=== Task goal ===
In the article on NVIDIA's Carmel CPU core, explain why the L3 cache is judged to have a non-uniform-access design.

=== Document ===
_ _ _ _ _

NVIDIA's Carmel CPU Core - SPEC2006 Speed

While the Xavier’s vision and machine processing capabilities are definitely interesting, it’s use-cases will be largely out-of-scope for the average AnandTech reader. One of the aspects of the chip that I was personally more interested in was NVIDIA’s newest generation Carmel CPU cores, as it represents one of the rare custom Arm CPU efforts in the industry.

Memory Latency

Before going into the SPEC2006 results, I wanted to see how NVIDIA’s memory subsystem compares against some comparable platform in the Arm space.

In the first logarithmic latency graph, we see the exaggerated latency curves which make it easy to determine the various cache hierarchy levels of the systems. As NVIDIA advertises, we see the 64KB L1D cache of the Carmel cores. What is interesting here is that NVIDIA is able to achieve quite a high performance L1 implementation with just under 1ns access times, representing a 2-cycle access which is quite uncommon. The second hierarchy cache is the L2 that continues on to the 2MB depth, after which we see the 4MB L3 cache. The L3 cache here looks to be of a non-uniform-access design as its latency steadily rises the further we go.

_ _ _ _ _

=== Records shown ===
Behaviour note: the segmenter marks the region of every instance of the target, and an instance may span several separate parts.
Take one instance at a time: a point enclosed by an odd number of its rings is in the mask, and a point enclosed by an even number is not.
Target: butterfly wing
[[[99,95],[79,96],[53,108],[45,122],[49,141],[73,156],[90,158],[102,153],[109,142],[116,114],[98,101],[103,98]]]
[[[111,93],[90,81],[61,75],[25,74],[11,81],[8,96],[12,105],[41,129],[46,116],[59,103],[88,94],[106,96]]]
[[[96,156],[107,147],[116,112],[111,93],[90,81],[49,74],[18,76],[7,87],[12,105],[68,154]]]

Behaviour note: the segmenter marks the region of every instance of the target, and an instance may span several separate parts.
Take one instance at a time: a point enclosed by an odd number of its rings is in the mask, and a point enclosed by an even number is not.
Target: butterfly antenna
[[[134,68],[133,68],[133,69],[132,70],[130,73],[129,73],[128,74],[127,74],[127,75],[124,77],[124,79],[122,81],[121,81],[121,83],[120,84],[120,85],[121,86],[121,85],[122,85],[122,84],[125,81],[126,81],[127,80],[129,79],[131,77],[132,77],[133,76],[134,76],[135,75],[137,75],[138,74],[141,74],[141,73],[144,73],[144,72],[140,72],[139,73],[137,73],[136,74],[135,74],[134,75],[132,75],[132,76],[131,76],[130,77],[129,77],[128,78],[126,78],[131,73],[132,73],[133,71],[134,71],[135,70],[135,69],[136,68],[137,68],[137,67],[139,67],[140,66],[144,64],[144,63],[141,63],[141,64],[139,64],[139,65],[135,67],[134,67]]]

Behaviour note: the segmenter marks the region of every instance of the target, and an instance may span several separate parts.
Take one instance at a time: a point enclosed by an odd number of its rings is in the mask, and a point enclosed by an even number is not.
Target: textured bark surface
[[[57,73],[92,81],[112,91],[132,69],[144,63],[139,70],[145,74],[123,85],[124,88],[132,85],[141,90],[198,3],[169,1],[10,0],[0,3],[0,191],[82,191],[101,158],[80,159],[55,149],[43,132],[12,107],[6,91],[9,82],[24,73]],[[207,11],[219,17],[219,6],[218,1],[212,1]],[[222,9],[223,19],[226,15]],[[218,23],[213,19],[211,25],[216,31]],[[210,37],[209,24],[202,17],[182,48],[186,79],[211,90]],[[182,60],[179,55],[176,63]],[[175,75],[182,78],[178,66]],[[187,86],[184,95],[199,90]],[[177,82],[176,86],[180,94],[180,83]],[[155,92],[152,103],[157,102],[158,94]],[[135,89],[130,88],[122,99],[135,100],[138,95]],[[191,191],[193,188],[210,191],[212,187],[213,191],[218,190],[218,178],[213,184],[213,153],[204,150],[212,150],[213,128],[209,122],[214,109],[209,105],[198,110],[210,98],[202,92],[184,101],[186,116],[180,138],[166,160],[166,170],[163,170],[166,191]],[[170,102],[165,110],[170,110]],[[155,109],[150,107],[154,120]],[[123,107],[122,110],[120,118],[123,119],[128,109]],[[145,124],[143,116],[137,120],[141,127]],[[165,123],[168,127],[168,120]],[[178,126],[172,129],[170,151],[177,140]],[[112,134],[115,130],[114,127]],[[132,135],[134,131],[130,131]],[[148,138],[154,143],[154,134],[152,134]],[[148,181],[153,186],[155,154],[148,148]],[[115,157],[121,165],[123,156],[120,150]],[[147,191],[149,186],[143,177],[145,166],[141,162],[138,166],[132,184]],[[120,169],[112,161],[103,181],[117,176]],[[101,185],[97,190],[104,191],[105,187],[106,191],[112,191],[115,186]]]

_ _ _ _ _

=== Task solution ===
The L3 cache is judged to be non-uniform-access because its latency rises steadily the further the measurement goes into it.